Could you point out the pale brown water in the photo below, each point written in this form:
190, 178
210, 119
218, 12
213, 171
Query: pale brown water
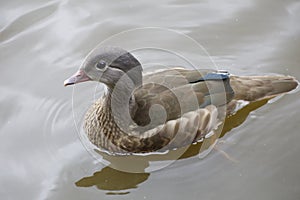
42, 43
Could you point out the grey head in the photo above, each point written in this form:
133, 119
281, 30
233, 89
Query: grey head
107, 65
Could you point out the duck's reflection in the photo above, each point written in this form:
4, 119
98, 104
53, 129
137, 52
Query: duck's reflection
118, 181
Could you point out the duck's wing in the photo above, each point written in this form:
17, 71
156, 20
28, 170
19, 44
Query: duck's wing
168, 94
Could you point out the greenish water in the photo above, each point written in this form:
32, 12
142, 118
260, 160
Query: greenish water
41, 153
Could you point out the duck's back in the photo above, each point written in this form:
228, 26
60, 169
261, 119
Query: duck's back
168, 94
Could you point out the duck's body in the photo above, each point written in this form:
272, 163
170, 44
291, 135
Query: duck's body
163, 110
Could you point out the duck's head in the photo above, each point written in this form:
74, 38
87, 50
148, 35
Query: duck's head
108, 65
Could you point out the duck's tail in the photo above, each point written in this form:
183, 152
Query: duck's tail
254, 88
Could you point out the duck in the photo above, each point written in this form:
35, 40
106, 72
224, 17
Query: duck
165, 109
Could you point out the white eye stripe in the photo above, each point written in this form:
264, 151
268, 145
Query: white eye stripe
101, 65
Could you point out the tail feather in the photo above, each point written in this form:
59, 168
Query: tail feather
253, 88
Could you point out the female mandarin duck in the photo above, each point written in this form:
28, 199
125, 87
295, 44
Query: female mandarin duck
162, 110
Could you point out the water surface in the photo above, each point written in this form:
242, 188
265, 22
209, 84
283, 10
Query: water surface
43, 43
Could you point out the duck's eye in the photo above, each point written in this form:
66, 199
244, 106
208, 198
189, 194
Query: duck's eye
100, 65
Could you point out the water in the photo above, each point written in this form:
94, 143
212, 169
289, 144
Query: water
43, 43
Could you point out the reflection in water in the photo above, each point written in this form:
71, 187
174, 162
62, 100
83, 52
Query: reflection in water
111, 179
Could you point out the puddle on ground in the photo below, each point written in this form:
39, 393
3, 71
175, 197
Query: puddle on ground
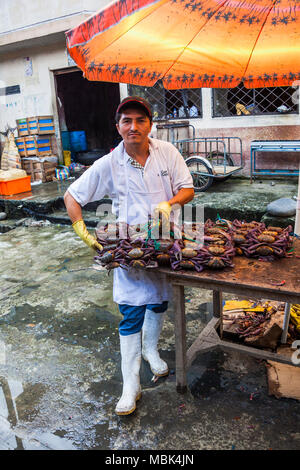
60, 375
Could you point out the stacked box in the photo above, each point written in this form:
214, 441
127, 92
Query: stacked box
22, 126
40, 169
39, 125
35, 145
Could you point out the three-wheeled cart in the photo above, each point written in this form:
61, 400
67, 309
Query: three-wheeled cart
208, 158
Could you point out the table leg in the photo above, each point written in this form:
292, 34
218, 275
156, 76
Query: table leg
218, 309
180, 338
287, 313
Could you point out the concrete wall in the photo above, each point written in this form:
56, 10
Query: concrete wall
36, 97
32, 32
249, 128
17, 14
23, 20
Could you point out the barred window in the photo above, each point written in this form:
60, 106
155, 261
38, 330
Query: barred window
170, 104
240, 101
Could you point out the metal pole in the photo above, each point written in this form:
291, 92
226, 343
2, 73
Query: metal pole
297, 221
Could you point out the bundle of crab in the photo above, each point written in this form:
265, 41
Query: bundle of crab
129, 247
212, 248
218, 245
255, 240
239, 233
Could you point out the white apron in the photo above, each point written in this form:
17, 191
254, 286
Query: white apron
137, 286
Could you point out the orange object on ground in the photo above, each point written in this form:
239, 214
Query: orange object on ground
191, 43
20, 185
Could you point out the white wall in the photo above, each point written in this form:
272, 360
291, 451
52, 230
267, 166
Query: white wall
35, 97
17, 14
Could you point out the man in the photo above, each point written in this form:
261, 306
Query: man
140, 175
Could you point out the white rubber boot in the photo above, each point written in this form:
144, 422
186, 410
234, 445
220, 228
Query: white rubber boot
152, 327
130, 347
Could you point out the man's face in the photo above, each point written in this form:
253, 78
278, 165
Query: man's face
134, 126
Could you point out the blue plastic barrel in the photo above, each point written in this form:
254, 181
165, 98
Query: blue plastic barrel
78, 142
65, 138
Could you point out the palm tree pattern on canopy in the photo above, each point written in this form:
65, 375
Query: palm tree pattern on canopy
216, 11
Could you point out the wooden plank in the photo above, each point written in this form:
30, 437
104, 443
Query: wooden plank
206, 341
249, 276
259, 353
180, 339
219, 169
238, 290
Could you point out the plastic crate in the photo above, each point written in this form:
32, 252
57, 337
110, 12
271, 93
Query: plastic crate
22, 125
17, 186
34, 145
39, 125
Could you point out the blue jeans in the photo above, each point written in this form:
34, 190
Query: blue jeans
134, 316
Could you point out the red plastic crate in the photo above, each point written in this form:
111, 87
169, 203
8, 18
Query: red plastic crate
20, 185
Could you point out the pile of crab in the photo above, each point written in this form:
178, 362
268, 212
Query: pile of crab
124, 246
201, 246
255, 240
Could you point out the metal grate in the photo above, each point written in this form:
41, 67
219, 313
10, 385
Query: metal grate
240, 101
170, 104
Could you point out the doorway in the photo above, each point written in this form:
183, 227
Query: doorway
88, 109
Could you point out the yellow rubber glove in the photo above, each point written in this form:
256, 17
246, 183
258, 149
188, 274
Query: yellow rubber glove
81, 230
163, 209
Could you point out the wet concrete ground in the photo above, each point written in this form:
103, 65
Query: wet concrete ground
60, 373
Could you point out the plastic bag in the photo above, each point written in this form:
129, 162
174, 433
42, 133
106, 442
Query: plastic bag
62, 173
10, 156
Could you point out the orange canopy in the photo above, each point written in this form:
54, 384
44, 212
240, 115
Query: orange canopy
191, 43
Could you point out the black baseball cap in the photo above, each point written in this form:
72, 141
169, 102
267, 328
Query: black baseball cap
137, 100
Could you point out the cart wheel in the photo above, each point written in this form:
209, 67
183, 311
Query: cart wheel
201, 181
217, 158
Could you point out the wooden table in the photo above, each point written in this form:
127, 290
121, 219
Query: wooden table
250, 278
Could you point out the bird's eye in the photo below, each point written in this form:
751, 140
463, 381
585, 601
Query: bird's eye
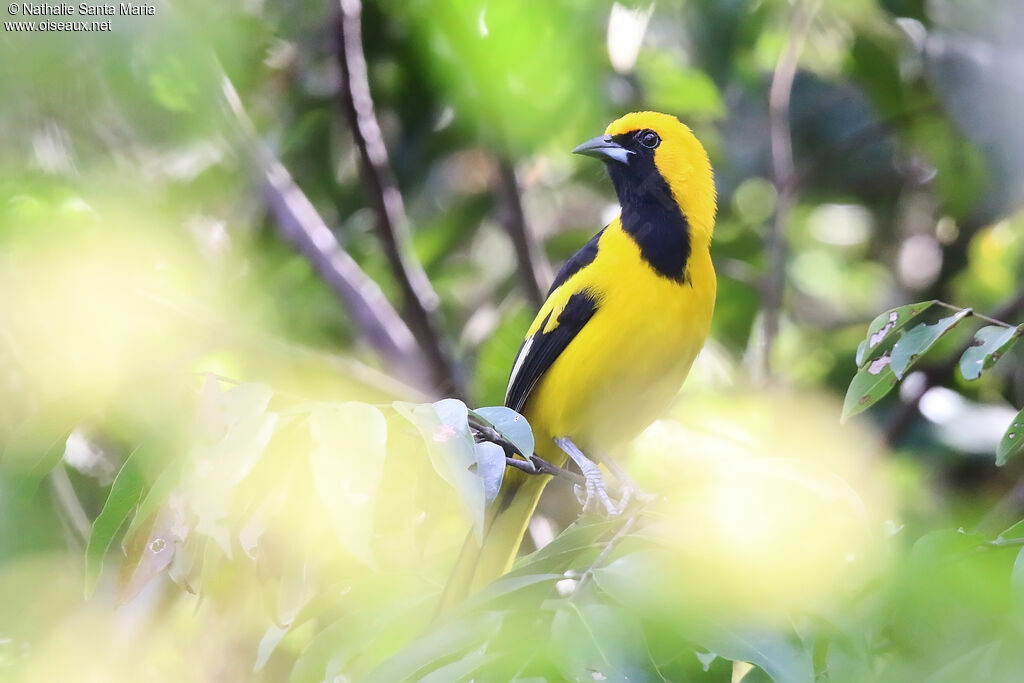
648, 138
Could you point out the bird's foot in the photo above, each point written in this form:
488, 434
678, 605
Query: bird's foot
595, 492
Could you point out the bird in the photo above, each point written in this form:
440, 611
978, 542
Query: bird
617, 333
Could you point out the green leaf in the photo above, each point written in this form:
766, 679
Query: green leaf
1017, 586
885, 327
919, 340
444, 427
491, 468
509, 424
1014, 532
989, 344
595, 641
347, 462
126, 492
868, 386
1012, 443
777, 653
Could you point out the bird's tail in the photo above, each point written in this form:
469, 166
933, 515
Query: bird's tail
483, 561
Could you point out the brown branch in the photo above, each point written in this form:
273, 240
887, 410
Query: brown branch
421, 302
531, 465
299, 223
534, 267
783, 173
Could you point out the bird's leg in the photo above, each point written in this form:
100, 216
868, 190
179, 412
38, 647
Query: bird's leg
595, 487
627, 485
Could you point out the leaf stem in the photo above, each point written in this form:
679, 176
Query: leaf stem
981, 316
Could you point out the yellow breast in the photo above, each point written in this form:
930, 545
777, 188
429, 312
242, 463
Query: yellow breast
628, 363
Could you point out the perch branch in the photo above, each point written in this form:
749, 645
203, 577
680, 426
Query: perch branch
300, 224
908, 412
420, 300
782, 170
531, 465
534, 268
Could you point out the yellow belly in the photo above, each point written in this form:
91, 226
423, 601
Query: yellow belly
623, 370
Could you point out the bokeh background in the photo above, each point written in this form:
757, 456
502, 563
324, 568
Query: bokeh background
233, 233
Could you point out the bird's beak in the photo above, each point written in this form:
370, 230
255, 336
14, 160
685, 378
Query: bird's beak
604, 147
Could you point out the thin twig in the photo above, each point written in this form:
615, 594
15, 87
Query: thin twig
421, 301
534, 268
603, 555
299, 222
530, 465
74, 513
783, 172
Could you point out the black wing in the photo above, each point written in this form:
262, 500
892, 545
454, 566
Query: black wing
539, 351
582, 258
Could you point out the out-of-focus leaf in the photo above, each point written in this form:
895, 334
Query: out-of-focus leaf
267, 644
869, 385
919, 340
347, 465
125, 494
491, 468
509, 424
1012, 443
593, 641
678, 88
884, 328
1014, 532
220, 466
989, 344
1017, 586
506, 586
439, 644
158, 494
559, 554
444, 427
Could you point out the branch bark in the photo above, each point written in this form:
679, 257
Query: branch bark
783, 175
908, 412
535, 270
420, 299
299, 222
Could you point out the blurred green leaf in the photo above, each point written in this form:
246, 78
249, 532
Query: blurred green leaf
678, 88
869, 385
347, 462
509, 424
919, 340
444, 427
440, 644
885, 327
1012, 443
491, 468
593, 641
125, 494
989, 344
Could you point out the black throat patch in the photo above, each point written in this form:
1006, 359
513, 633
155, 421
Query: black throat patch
650, 214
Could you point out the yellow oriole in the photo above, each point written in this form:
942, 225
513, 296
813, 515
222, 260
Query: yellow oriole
621, 327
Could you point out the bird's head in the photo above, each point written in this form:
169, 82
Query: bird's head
644, 148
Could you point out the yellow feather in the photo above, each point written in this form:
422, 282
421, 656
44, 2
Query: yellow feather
622, 371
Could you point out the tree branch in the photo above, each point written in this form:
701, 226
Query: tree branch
420, 300
534, 268
783, 173
300, 224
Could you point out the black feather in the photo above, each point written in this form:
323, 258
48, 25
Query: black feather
547, 346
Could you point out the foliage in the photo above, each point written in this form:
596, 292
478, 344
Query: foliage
209, 470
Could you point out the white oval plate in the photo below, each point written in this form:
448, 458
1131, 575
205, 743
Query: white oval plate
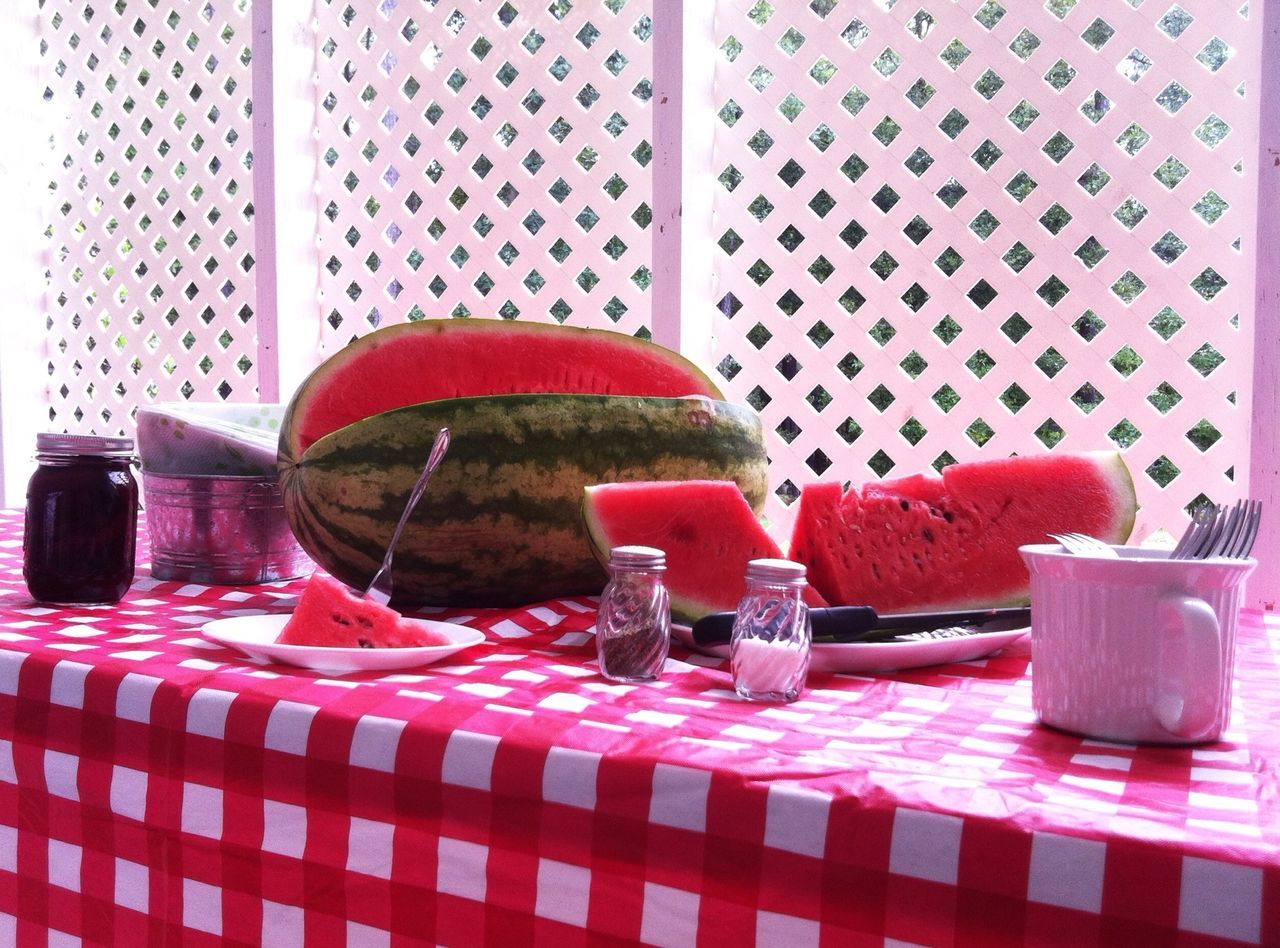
256, 635
855, 658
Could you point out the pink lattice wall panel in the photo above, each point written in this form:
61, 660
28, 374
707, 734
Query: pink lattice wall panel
952, 230
151, 239
484, 159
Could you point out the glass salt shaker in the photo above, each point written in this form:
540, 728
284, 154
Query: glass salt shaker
632, 630
772, 633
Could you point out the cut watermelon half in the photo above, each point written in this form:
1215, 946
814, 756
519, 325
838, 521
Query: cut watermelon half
950, 541
329, 614
430, 360
707, 530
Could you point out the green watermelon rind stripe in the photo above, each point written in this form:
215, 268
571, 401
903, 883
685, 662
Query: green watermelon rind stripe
342, 361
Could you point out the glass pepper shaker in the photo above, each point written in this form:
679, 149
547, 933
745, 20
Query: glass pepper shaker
772, 633
632, 630
81, 520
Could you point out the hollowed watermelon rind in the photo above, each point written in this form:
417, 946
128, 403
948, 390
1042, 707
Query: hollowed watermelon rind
432, 360
501, 521
950, 541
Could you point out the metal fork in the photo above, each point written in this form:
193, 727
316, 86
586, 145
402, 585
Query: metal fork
380, 586
1217, 531
1084, 545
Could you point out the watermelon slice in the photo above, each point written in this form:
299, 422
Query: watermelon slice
705, 529
950, 541
330, 614
430, 360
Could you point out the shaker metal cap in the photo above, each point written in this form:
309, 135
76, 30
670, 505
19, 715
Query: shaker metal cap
95, 445
638, 558
782, 571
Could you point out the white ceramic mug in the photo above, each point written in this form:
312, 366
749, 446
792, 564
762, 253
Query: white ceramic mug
1138, 649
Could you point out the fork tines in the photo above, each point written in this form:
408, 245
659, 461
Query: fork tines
1217, 531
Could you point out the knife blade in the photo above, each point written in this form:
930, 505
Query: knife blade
862, 623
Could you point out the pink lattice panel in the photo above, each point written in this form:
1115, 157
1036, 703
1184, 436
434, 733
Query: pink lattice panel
151, 238
485, 160
951, 230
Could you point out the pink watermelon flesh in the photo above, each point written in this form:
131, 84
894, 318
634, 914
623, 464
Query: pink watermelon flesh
330, 614
707, 530
430, 360
950, 541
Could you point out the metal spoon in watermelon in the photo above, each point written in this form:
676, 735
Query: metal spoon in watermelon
380, 586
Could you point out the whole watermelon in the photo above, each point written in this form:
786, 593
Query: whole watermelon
501, 523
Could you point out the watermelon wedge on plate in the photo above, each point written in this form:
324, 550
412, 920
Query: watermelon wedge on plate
329, 614
950, 541
707, 530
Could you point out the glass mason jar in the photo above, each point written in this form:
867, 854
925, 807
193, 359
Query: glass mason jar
772, 635
81, 521
632, 630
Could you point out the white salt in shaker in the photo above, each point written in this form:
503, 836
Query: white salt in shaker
632, 630
772, 635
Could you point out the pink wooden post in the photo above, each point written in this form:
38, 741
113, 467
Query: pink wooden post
1264, 589
264, 206
667, 117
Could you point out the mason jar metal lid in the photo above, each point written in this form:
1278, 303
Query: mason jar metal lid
780, 571
638, 558
94, 445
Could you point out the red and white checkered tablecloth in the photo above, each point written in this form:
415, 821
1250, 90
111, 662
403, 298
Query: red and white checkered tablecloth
159, 788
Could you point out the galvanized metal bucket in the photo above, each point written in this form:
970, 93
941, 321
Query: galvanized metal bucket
219, 530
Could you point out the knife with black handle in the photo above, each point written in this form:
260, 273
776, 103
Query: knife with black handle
860, 623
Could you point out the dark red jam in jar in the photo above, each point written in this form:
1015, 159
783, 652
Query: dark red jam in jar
82, 520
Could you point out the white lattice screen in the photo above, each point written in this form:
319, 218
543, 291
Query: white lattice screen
150, 225
960, 229
942, 229
485, 159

Prompt: Return precisely the lines of the records, starting with the line that holds "Could you point out the red and" and ending with the last one.

Solved exercise:
Could you point out the red and white checkered tablecloth in the photo above, each point written in this form:
415, 821
1250, 90
111, 662
403, 298
Query: red and white checkered tablecloth
159, 788
Could you point out the galvanized metal bucket in the photo above, each point written in this form:
970, 93
941, 321
Query: galvanized metal bucket
219, 530
Could you point out the knife with black handle in the photo above, each point written in this form:
260, 273
776, 103
Query: knife with black handle
860, 623
Could you point out the dark red jam in jar in the photo above, each point written in this form:
1015, 159
783, 652
Query: dark red jam in jar
82, 520
Could you point out the white lattice screen in the photo above, each point written in this form:
319, 218
543, 291
Query: white lattice screen
150, 225
960, 229
942, 229
485, 159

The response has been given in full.